-- start Data supplied --

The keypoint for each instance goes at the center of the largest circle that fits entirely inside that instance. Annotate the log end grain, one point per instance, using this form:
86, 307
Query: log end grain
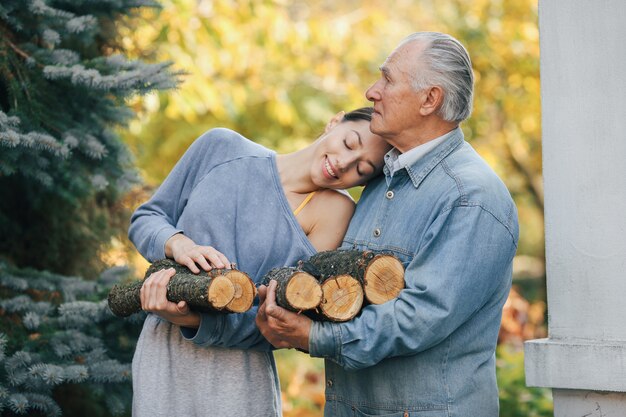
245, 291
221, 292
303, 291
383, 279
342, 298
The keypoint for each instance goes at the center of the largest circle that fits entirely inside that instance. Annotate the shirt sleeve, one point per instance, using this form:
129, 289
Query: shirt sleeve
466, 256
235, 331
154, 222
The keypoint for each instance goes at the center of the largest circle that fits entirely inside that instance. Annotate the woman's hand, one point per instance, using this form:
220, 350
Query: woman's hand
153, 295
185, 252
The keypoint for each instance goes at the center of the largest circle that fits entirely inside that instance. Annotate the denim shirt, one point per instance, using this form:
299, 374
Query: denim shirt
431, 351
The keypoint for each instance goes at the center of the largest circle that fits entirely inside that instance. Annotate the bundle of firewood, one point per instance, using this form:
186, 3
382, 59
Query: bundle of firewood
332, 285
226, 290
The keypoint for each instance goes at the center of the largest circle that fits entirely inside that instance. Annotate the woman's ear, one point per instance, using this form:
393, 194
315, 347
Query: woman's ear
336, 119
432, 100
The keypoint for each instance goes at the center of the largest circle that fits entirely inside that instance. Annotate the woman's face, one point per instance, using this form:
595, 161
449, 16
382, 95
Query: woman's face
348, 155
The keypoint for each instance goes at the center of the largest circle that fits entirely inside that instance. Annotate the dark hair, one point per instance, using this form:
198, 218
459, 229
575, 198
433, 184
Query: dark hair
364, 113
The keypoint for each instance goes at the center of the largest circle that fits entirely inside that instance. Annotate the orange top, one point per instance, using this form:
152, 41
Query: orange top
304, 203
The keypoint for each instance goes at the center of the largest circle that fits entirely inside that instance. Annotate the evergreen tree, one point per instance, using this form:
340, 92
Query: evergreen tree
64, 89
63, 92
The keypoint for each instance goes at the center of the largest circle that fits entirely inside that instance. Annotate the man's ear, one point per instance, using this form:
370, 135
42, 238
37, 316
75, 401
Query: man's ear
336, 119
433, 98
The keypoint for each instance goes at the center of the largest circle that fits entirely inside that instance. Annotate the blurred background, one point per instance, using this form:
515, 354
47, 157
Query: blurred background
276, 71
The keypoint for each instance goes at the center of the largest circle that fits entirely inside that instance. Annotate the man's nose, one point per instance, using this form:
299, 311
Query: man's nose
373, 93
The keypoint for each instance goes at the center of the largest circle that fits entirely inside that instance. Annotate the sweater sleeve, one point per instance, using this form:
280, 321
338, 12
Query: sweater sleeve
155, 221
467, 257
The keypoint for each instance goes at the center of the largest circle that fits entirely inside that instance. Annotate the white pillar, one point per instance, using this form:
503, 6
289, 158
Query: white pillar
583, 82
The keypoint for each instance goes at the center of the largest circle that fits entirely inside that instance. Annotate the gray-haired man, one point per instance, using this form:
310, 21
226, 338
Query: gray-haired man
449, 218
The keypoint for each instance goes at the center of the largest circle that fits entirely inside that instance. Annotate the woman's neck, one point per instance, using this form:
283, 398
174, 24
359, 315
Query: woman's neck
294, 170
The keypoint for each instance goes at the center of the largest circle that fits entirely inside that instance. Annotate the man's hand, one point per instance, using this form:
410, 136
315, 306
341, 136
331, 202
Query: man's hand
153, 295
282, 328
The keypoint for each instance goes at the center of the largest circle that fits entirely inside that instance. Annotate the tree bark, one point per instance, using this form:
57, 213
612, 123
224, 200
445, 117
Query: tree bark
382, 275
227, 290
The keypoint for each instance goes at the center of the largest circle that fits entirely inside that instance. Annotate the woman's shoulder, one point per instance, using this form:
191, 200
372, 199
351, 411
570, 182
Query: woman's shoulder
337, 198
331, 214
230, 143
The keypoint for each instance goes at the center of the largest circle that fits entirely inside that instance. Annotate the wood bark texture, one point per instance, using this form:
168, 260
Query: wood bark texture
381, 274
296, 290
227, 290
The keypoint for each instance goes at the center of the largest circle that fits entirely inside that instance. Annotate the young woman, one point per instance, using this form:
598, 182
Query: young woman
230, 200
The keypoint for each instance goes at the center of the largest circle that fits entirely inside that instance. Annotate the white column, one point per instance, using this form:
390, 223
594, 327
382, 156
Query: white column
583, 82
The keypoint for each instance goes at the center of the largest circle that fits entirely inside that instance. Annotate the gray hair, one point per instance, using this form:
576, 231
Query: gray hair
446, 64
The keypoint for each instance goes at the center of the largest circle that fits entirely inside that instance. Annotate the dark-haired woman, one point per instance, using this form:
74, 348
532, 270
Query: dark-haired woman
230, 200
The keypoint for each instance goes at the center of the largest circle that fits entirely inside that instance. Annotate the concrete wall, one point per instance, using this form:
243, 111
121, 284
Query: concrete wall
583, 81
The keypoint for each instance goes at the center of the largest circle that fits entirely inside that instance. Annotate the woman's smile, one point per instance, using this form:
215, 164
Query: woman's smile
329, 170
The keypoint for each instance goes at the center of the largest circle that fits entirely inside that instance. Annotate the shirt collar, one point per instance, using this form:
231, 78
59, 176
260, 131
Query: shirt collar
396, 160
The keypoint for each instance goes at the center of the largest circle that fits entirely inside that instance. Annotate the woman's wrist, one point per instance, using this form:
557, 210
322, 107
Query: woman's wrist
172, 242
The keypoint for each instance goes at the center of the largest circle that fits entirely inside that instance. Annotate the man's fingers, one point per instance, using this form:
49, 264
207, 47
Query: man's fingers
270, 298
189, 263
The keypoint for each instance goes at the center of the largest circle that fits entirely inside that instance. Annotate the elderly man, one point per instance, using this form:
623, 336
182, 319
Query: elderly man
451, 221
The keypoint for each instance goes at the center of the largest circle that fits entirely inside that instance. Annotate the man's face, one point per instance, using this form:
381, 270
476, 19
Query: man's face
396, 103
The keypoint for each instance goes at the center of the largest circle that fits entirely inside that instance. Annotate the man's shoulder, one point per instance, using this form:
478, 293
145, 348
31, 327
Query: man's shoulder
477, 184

-- end Data supplied --

> **Required work**:
Go through the listing above and quote it exactly, apart from its images.

> **Exercise solution**:
The keypoint for each instance goes at the center of the largest circle that fits entirely inside that instance. Annotate the log end grain, one point per instance, using this form:
86, 307
Query: log end grain
245, 291
221, 292
303, 291
383, 279
342, 298
The keypoint for each instance goes at the center of the largest circle that fits entirely inside that instance. Annotate the shirt sleeve, one point per instance, using this form:
129, 289
Query: shirt sleeve
466, 256
235, 331
154, 222
The keypoint for each instance goes at the center of the largest circle that fits entirely inside that instance. Annotate the woman's hand, one point per instance, using this form:
220, 350
Query: woman's hand
153, 295
185, 252
The keypoint for each instance goes at the center of the largest circle that fits entirely inside that instance. Annotate the denim shirt, one point per instance, using this form:
299, 374
Query: denim shirt
431, 351
The keypoint for each instance goes at the center of the largest circle that fits entirely inside that instance. Annotate the bundle of firewood, one point per instance, using this form:
186, 3
382, 59
Query: bundle of firewood
332, 285
226, 290
The keypoint for each instance goes at the center of the largest circle that fits entirely inside that instance. Annotate the woman's ear, one point per instance, using this form:
393, 194
315, 347
Query: woman's ear
336, 119
432, 100
The keypoint for each instance goes at the center of the largest circle that fits entirely inside that instance. Annotate the woman's face, one point per instance, using this form:
595, 161
449, 16
382, 95
Query: woman's face
348, 155
The keypoint for each instance goes at the center of the largest circle that fits entirely inside that instance. Annotate the dark hair, one point per instance, using this form:
198, 218
459, 229
575, 198
433, 184
Query: dark hair
364, 113
The keypoint for each instance goes at the center of the largest circle that fits entirely inside that instance. Annotate the orange top, one point per instance, using this form:
152, 41
Query: orange top
304, 203
The keypoint for each instance goes at the center of the largest circle that fits entirely inside that instance. Annotate the evergreen tree, one point per instance, using this form:
340, 92
Query: evergreen tree
64, 89
63, 92
The keypoint for each instance goes at the center of the largest circle that fits entirely inside that instance. Annotate the man's ear, one point per instance, using this form:
370, 135
42, 238
37, 316
75, 401
Query: man's ear
336, 119
433, 98
The keypoint for each instance goes at the center of the largest circle that fits entirely inside that instance. Annotate the blurred background, one point per instance, using this form:
515, 354
47, 157
Query: blurred background
276, 71
The keypoint for each instance goes at the center of the largest circle that fits entirely inside that instance. Annotate the man's nose, one point per instance, using this form:
299, 311
Query: man's nose
373, 93
The keypoint for each instance goes at the center of the largest circle that fits entirely inside that instance. Annotate the sweater sleeve, one point per instance, using this form:
280, 321
338, 12
Query: sweater sleeve
155, 221
467, 257
The keypoint for each instance goes at the center of the largest circle that fits entirely inside that instance. Annotate the white pillar, one point per instance, using this form:
503, 6
289, 158
Query: white pillar
583, 82
The keypoint for each instance goes at the center of the largest circle that fits entirely inside that instance. Annotate the gray-haired man, one point per instance, using this form:
310, 21
226, 338
Query: gray-haired man
449, 218
The keypoint for each instance goes at the center of the largest circle that fits entirely inside that instance. Annotate the woman's neck, one point per instance, using this form:
283, 398
174, 24
359, 315
Query: woman's neck
294, 170
The keypoint for each instance goes at the center of the largest circle that fits entirely inside that instance. Annotate the man's hand, one point per instance, using this form:
410, 136
315, 306
341, 136
331, 202
Query: man's hand
153, 295
282, 328
The keypoint for each instance goes at the center of the largest circle that fits entirely inside that instance. Annotate the tree bark, one point per instance, using this form:
57, 213
612, 123
224, 200
445, 117
Query: tree bark
382, 275
227, 290
The keypoint for each instance goes at the center of the largest circle that fits entirely inside that instance. Annotate the woman's shoulder, one point per instance, using this form:
191, 200
372, 199
351, 411
570, 182
Query: woman's shoulder
337, 198
331, 214
230, 143
The keypoint for each instance goes at the center of the largest circle that fits entirely inside that instance. Annotate the wood bark texture, one point per instance, using this form:
168, 260
Query: wood bark texture
381, 274
296, 290
227, 290
The keypoint for each instance goes at the center of the largest circle that fits entirely inside that instance. Annotate the young woman, one point per instance, using this form:
598, 182
Query: young woman
230, 200
The keypoint for each instance goes at the center of the largest circle that fits entirely inside that instance. Annotate the white column, one point per instance, using this form:
390, 223
594, 327
382, 156
Query: white column
583, 82
The keypoint for each instance goes at the center of the largest circle that fits entirely inside that instance. Annotate the gray hair, one point per instance, using this form:
576, 231
Query: gray hair
446, 64
The keypoint for each instance goes at the center of the largest circle that fits entirely inside that instance. Annotate the dark-haired woman, one point per instance, using this form:
74, 348
532, 270
Query: dark-haired woman
230, 200
The keypoint for each instance goes at the center of the largest circle that fits entirely inside that instance. Annotate the concrete wall, one point per instance, using this form:
243, 111
121, 284
Query: concrete wall
583, 81
The keypoint for each instance goes at the center of the largest circle that fits entirely inside that instance. Annotate the woman's smile, one point per instance, using this form:
215, 164
Query: woman's smile
329, 170
The keypoint for each instance goes at the center of the largest circle that fits entirely inside that instance. Annotate the shirt collar, one point per instance, using this form:
231, 78
59, 176
260, 131
Query: shirt collar
396, 160
The keypoint for each instance goes at the center of the largest circle that fits entirely inside that instance. Annotate the woman's wrist, one point per instance, using this form:
557, 210
322, 107
Query: woman's wrist
172, 242
The keypoint for each instance goes at the center of the largest circle that fits entirely inside that instance. Annotate the man's fingers, one point per instance, using this form:
49, 264
207, 47
Query: man's fingers
270, 298
189, 263
The keypoint for each instance goes at the center of the largest circle that fits entirely inside that instance. Annotate the elderly man, one point per instance, using this form:
623, 336
182, 319
Query: elderly man
451, 221
The keypoint for each instance goes at the center of the largest circle that fits entirely inside that instance. Annotate the man's face, one point per instance, using this form:
381, 270
476, 19
Query: man's face
396, 103
The keypoint for each instance goes at the center of the largest circle that fits entirely inside that instance. Annotate the man's shoulder, one point per instance, using this form:
478, 293
145, 348
31, 327
Query: man's shoulder
477, 184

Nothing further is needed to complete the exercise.